[Extracto de origen]
_ _ _ _ _
# Ich mache Lieder und singe sie, und wenn ich Lieder mache (Nietzsche: Zarathustra)



## gustavolaime

**Ich mache Lieder und singe sie, und wenn ich Lieder mache, lache, weine und brumme ich: also lobe ich Gott.**

Hola, me gustaría saber cuál sería la forma más correcta de traducir esa frase. Lo que pasa es que al traducirlo en español sería muy repetitivo y redundante. Pero en el texto alemán, yo veo que repite dos veces la palabra "Lieder". Osea, se traduciría así:


- Hago canciones y las canto, *y cuando hago canciones*, río, lloro ...


Lo que a mí me gustaría saber es que si en Alemán, repetir dos veces la palabra "LIEDER"  hace que para los alemanes los vea repetitivo, redundante; ¿o acaso no lo ven ellos como nosotros lo vemos cuando se repite "dos palabras" en una misma frase. Porque si en Alemania, también suena repetitivo esa palabra, entonces Nietzcshe lo habrá hecho a sabiendas, y si es así entonces, sería correcto traducir así:


- Hago canciones y las canto, *y cuando hago canciones*, río, lloro ...


Pero si en el Alemán, no suena repetitivo y feo; entonces significa que por eso Nietzsche lo escribió de tal forma; ya que si sonara muy redundante en su idioma, haciéndolo que tal vez se vea feo, Nietzsche no habría usado dos palabras. Y si éste fuera el caso, él habría escribido de esta forma en español:


- Hago canciones y las canto, *y cuando las hago*, río ...

- Hago canciones y las canto, *y al hacerlas* ...

... Osea, en alemán, él no hubiera usado dos "LIEDER", sino solo una.

Como podrán comprenderme, me gustaría la traducción más fiel, partiendo desde el sentido del idioma alemán, no quiero ningún capricho de traducción, simplemente tal cual Nietzsche hubiera escrito si hablara español, sabiendo que aquí en Español, usar a veces palabras de forma repetitiva, se percibe de forma diferente, que resumirlas como hice arriba ( y cuando las hago - y al hacerlas ).


Espero sus respuestas. Saludos!


----------



## Bahiano

Respondo en alemán, así puedo explicar mejor!
_ _ _ _ _
[Por hacer] Del hilo sobre la traducción de la frase de Nietzsche, devuelve textualmente el tramo que va desde "Como podrán comprenderme, me" hasta "al hacerlas ).".

[Material proporcionado]
_ _ _ _ _
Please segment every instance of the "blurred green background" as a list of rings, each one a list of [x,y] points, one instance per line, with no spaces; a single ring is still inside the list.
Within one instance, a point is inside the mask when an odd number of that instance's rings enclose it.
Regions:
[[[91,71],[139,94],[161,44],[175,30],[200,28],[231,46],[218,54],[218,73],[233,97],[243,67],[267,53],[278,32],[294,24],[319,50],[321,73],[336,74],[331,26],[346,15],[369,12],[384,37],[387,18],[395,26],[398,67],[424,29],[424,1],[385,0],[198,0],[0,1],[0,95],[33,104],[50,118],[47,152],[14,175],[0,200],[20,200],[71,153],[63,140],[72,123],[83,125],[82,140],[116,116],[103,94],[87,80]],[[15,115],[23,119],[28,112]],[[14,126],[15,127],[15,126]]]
_ _ _ _ _
[Respuesta redactada]
Como podrán comprenderme, me gustaría la traducción más fiel, partiendo desde el sentido del idioma alemán, no quiero ningún capricho de traducción, simplemente tal cual Nietzsche hubiera escrito si hablara español, sabiendo que aquí en Español, usar a veces palabras de forma repetitiva, se percibe de forma diferente, que resumirlas como hice arriba ( y cuando las hago - y al hacerlas ).